* Work required *
Could you return every record below word for word, leaving out the pictures?

[Dataset entries]
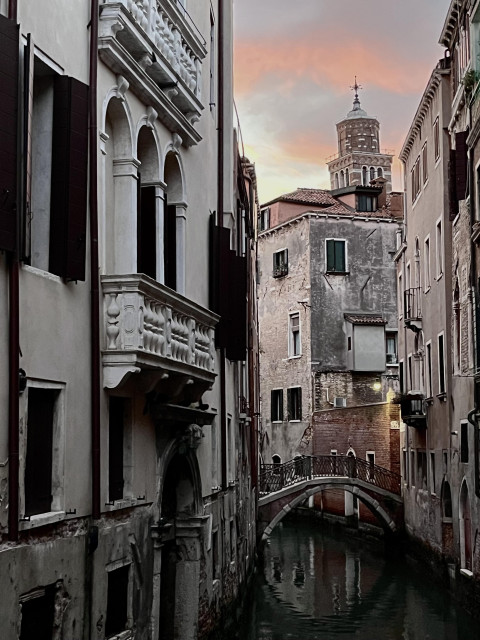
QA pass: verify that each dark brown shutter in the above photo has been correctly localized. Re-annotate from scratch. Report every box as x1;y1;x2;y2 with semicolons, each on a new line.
22;34;35;260
287;388;292;421
49;76;88;280
449;148;458;220
226;253;247;361
455;130;468;202
0;15;19;252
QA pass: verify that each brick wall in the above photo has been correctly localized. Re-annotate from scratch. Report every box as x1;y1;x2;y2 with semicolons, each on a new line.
314;371;384;411
311;402;401;470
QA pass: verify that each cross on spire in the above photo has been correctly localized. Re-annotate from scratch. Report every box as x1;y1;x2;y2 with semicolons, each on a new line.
350;76;362;110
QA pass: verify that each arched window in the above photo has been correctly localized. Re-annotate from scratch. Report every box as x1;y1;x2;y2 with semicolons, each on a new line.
370;166;375;182
164;151;185;293
442;480;452;519
340;170;345;188
377;167;383;178
334;173;339;189
272;454;281;465
362;166;367;185
345;168;349;186
137;125;160;280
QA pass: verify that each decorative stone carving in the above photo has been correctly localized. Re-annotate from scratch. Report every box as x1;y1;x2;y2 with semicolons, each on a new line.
116;74;130;101
146;105;158;128
179;423;204;453
172;132;183;151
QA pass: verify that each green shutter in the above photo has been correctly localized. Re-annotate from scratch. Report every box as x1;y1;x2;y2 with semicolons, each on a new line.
326;240;334;271
335;241;345;272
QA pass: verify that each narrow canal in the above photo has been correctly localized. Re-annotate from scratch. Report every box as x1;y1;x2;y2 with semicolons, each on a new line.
222;518;477;639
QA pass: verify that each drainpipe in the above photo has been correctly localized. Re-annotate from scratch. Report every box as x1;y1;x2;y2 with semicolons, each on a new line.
7;0;19;543
217;0;227;491
89;0;101;520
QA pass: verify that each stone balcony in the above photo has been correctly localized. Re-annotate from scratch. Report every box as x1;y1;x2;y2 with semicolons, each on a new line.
99;0;207;146
101;274;218;396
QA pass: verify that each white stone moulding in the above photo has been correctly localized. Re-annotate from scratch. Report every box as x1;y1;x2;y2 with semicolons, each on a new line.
101;274;218;389
99;0;206;145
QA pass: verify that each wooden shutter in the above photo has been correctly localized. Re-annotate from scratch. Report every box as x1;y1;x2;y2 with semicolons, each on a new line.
335;240;345;272
22;34;34;260
49;76;88;280
455;131;468;202
0;15;19;252
297;388;302;420
326;240;334;271
226;253;247;361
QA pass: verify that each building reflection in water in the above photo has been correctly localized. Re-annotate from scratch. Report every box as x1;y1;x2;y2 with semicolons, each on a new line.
237;519;478;640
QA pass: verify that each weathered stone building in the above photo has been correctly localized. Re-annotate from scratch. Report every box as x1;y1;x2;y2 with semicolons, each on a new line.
395;0;480;611
257;96;403;529
0;1;259;638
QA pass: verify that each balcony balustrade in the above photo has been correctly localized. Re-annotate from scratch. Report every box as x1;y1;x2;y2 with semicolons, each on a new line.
99;0;206;146
404;286;422;331
101;274;218;390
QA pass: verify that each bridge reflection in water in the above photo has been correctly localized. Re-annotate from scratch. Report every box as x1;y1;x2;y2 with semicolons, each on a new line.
228;521;477;640
258;456;403;539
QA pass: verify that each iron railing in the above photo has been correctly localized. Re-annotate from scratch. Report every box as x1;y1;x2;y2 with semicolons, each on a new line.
259;455;401;496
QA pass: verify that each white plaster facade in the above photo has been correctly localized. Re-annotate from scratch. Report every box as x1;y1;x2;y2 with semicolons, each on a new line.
0;1;259;638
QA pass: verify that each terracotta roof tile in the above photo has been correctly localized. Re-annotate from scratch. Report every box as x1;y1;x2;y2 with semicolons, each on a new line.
267;188;339;207
344;314;386;325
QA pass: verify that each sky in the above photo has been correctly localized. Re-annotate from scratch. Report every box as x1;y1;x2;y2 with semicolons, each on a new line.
233;0;452;205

* Answer area *
QA pass: verify that each dark brown shutter in the above photo has been correctly localized. Re-annotate from scratch. Report every box as x1;y1;x2;y2 with semicolons, each on a new line.
22;34;35;260
287;388;292;421
49;76;88;280
449;148;458;220
226;253;247;361
455;130;468;202
0;15;19;252
QA pass: verify that each brick wall in the above photo has been correctly localized. Re-annotate from scratch. Report every box as x1;y1;x2;y2 with semicolons, each on a new line.
314;371;384;411
311;402;401;470
QA pass: verify that each cross on spire in the above photo has been correctly localized. Re-annotate from scratch. Report every box as x1;y1;x2;y2 with semicolons, each on a new line.
350;76;362;110
QA pass: verify that each arched window in the above photo has been correctly localized. Re-annotate from scratch. Report every box as x1;y1;x2;y2 with semicolons, each on a new line.
370;166;375;182
164;151;185;293
442;480;452;519
340;170;345;188
377;167;383;178
334;173;339;189
272;454;281;465
362;166;367;185
345;168;349;186
137;125;160;280
QA pass: verify that each decorative stone carving in the above photo has been correctly localized. Re-annotate from scratch. Report every box as x1;y1;x2;y2 with semicolons, each on a new line.
116;74;130;101
146;105;158;128
179;423;204;453
172;132;183;151
QA pass: verify that each green shutter in the above photo has been correctly localized. Re-annotate from scratch. Report every box as x1;y1;x2;y2 with semicolons, each on a new line.
326;240;334;271
335;241;345;272
QA pass: verify that each narrow canal in the above photo has been correctly localized. Re-annotate from scratch. Report every box as x1;y1;x2;y2 with semicolons, each on a new line.
222;518;477;639
QA pass: verify that each drainpipe in the above photo has been correctly localized. Re-annotate from scratch. Report every box as x1;y1;x2;y2 with semicolons, each on a new line.
7;0;19;543
217;0;227;491
89;0;101;520
QA pass: verify that each stone balcony in the above photo has been correctly localized. Re-annotate from scratch. Report every box as x1;y1;x2;y2 with semicolons, each on a new line.
99;0;207;146
101;274;218;396
QA pass: verify that each white stone moulding in the above photo has been correctly localized. Re-annotate from scratch. Report every box as x1;y1;x2;y2 with semicolons, each on a new line.
101;274;218;389
99;0;206;145
QA pass: verify that each wooden shutter in the above photo has been correctly localized. Re-annotate from scratch. Report every box as x1;y1;x2;y2 with semicolons, each on a new line.
335;240;345;272
22;34;34;260
49;76;88;280
455;131;468;202
0;15;19;252
297;388;302;420
326;240;334;271
226;253;247;361
QA pass: verify that each building reflection in water in the above photo has been correctly localized. Re-annotate from scratch. Report every box as x1;y1;x2;y2 with semicolons, each on a new line.
237;519;478;640
QA pass: verify that each weathered stone building in the above photo has been correctly localized. Re-annotate from scratch. Report every box as x1;y1;x2;y2 with semicolons, each on a new line.
395;0;480;611
257;96;403;529
0;1;259;638
QA pass: verify that each balcony balustrade in the above photo has been correctly localized. Re-annotate from scratch. Report every box as x1;y1;x2;y2 with semicolons, each on a new line.
99;0;206;146
404;286;422;331
101;274;218;390
QA pass: verify that each bridge reflection in water in the above photo has been correctly localized. Re-annotate from scratch. Report every box as x1;y1;x2;y2 with semicolons, each on a new line.
228;521;477;640
258;456;403;539
QA pass: verify that each iron railing in the above photo has been correctly localized. Re-annotate from scratch. Report every box as x1;y1;x2;y2 with semicolons, each on a new line.
259;455;401;496
QA pass: verify that each white plaster facade in the above photo has been correctly localized. Re-annotate from scratch. Report every box as x1;y1;x2;y2 with semicolons, each on a new line.
0;1;259;638
QA pass: verify that each terracotta roof tile in the above photo has been correctly localized. Re-annotate from scratch. Report every box as x1;y1;x2;y2 with semicolons, each on a new line.
267;188;339;207
344;314;386;325
QA pass: verify that each sky in the above photo has been correctly localized. Re-annotate from scratch. Report every box as x1;y1;x2;y2 with semicolons, each on a new line.
233;0;452;205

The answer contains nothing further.